Kaynak metin:
Abdullah Ibrahim
Sahnede bir piyano, bir tabure ve bir piyanist.
Piyanist tuşlara yumuşakça dokunuyor, çekiç tele dokunuyor; sertçe vuruyor, çekiç de tele sertçe vuruyor. Çekiçler ve teller, tuşeye, piyanistin dokunma şekline öylesine mükemmel cevap veriyor ki, bu olsa olsa bir sihir. Nasıl ki parmakları vücudunun organik bir parçası, piyano ona cevap verdikçe parmaklarıyla tuşlar birleşiyor, piyanist o devasa enstrumanla yekvücut oluyor.
Tuş da piyanist, tel de, pedal da, çekiç de…
Mindiff işte böyle başlıyor.
Abdullah İbrahim, 32. Akbank Caz Festivali kapsamında, 6 Ekim Perşembe gecesi, İstanbul’da AKM Tiyatro Salonu’nda sahne alacak. Tıpkı son albümü Solotude‘de olduğu gibi tek başına çalacak. Bir farkla ki bu sefer koltukları müzikseverler dolduracak.

Görev:
Yukarıdaki Abdullah İbrahim yazısını son cümlesinden sonra kaldığı yerden sürdürün. Buradaki kayıtlar başka bir kaynaktan alınmıştır.

Gösterilen kayıtlar:
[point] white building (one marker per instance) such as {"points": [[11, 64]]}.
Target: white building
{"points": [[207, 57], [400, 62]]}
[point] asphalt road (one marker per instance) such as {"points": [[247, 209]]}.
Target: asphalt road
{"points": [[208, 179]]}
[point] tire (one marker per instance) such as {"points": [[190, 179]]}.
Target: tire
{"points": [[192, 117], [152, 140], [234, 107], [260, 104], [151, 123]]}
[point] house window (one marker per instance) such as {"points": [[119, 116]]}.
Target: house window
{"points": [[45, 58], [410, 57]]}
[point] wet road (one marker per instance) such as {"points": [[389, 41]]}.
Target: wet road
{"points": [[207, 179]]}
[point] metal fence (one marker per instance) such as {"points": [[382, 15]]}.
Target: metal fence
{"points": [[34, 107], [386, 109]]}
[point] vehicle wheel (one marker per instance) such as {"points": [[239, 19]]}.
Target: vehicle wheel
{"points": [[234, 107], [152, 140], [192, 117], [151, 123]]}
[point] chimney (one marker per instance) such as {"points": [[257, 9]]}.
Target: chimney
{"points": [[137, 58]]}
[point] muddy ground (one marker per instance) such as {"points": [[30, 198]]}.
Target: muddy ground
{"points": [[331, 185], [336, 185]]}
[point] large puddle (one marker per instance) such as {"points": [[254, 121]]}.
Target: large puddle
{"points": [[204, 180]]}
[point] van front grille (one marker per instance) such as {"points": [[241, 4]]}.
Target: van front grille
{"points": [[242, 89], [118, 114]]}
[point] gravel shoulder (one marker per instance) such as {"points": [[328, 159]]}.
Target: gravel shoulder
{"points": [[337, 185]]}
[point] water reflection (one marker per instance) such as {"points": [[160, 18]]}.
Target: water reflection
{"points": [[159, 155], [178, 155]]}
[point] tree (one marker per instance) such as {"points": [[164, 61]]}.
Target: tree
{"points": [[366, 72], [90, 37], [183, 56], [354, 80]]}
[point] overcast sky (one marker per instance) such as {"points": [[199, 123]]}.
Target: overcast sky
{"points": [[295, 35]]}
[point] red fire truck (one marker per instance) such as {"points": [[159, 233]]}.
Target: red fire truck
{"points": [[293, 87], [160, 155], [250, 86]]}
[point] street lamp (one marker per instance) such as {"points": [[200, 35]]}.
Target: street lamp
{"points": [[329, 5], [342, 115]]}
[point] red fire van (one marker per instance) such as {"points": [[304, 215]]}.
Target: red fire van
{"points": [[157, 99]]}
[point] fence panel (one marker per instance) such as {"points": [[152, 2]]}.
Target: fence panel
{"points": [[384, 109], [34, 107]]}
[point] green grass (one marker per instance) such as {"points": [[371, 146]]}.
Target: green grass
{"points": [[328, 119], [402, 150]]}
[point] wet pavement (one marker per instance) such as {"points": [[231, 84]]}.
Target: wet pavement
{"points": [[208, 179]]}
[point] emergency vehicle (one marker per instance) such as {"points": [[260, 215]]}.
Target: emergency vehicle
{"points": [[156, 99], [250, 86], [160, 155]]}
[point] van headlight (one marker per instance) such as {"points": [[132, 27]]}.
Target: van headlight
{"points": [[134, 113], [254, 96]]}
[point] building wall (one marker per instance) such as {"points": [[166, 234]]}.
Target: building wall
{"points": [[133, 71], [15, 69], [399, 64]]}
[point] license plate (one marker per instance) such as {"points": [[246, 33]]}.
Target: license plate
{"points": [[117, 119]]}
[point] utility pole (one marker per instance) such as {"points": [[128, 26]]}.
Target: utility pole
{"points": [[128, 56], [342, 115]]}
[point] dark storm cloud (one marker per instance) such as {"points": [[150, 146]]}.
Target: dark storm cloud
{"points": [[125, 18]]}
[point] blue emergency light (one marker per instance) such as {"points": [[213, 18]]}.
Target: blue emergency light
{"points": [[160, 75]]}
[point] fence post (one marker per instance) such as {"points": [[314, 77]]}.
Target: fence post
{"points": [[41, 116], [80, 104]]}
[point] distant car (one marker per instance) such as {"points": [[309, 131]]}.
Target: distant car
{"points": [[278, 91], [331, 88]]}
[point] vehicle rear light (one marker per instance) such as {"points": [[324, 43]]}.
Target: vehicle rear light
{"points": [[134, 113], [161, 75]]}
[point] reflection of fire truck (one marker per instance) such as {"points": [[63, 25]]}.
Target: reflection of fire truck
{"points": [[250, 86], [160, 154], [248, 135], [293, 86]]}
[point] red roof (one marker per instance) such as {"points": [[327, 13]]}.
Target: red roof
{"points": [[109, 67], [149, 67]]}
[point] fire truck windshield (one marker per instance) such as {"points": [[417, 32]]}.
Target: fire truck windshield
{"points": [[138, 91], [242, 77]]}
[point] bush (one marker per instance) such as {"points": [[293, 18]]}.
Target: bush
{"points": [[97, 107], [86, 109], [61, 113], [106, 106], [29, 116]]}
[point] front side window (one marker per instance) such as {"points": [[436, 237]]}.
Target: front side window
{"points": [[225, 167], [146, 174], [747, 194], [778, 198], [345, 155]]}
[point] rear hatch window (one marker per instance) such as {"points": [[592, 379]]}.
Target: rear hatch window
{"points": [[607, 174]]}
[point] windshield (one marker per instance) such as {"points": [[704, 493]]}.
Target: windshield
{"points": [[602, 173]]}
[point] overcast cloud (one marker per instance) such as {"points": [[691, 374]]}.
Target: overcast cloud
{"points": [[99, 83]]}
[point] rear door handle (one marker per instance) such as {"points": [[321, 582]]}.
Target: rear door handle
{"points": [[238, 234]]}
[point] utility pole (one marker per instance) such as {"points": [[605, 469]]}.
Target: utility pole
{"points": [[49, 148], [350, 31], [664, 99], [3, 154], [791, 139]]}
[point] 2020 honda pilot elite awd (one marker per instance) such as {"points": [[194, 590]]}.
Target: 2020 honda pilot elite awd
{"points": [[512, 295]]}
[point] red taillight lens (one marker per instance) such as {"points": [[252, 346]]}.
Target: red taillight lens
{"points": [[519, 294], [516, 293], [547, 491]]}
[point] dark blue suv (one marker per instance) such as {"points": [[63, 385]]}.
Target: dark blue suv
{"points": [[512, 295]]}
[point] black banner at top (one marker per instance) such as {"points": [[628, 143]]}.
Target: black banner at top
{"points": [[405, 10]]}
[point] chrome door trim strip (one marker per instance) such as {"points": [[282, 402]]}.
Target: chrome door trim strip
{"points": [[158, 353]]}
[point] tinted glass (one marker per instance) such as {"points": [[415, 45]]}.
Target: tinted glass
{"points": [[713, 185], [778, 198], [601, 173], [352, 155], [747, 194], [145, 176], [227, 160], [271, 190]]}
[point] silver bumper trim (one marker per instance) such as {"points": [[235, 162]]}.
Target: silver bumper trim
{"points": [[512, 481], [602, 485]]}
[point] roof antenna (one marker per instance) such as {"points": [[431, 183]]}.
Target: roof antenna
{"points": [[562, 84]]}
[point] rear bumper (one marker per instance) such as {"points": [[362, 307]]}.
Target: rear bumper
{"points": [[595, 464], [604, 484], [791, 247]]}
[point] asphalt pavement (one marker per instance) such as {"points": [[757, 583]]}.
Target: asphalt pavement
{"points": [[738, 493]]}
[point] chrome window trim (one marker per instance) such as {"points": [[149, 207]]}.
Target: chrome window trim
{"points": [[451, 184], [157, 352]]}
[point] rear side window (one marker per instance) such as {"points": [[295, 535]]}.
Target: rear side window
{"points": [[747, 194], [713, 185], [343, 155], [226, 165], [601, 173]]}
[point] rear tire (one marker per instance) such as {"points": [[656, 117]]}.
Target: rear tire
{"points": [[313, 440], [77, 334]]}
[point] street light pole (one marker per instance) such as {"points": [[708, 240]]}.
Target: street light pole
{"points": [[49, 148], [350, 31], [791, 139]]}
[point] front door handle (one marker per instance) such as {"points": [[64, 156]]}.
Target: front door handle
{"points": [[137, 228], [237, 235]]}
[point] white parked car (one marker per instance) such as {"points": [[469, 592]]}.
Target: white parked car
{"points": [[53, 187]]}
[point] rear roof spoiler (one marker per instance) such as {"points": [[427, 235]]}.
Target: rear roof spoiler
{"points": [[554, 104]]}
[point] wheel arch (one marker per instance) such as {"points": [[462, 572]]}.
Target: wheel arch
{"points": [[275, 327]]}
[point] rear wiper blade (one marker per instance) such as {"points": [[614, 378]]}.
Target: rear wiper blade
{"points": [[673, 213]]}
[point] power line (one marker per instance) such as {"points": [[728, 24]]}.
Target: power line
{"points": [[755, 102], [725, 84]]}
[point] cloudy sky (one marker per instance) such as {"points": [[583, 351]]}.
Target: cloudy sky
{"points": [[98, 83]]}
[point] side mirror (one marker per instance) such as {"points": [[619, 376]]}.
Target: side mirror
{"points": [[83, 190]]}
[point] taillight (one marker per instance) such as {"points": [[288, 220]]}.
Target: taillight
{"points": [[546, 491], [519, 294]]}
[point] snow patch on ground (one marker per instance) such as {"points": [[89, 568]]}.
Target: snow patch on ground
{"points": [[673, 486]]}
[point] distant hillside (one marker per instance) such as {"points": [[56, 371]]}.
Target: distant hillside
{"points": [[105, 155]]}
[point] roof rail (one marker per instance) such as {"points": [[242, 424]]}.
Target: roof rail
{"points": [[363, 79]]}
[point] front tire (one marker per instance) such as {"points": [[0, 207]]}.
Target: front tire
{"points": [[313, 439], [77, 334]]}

Sonuç aşağıda:
Kaydedildiği koşullar düşünülünce hakikaten de “Solotude”, albüme verilebilecek en uygun isimmiş.
Her yılın Ekim ayının dokuzunda, yani doğum gününde Almanya’nın Riedering şehrinde bulunan Hirzinger Hall‘da solo konser veren Abdullah İbrahim, 2020 yılında, yine salondaki piyanonun taburesine yerleşmiş. Öncekilere göre bir farkla; konser, pandeminin ağır koşullarında uygulanan sokağa çıkma kısıtlaması nedeniyle seyircisiz şekilde yapılmış; parça aralarındaki alkışın yerini sessizlik almış halde kaydedilmiş. Abdullah İbrahim’in tek başınalığı solo ise, bu yalnızlık ve ıssızlık halinin İngilizcedeki karşılığı da Solitude.
Aslında albümün adını üretmek için kullanılan “solitude” kelimesi Abdullah İbrahim’in yaşamında başka bir anlam daha taşıyor; kelime İbrahim’i Duke Ellington‘a bağlıyor.
Daha sonra en önemli bestelerinden biri olarak kabul edilecek şekilde, Duke Ellington’un 1934 yılında, sadece 15 dakikada yaptığı bestesinin adı (In My) Solitude.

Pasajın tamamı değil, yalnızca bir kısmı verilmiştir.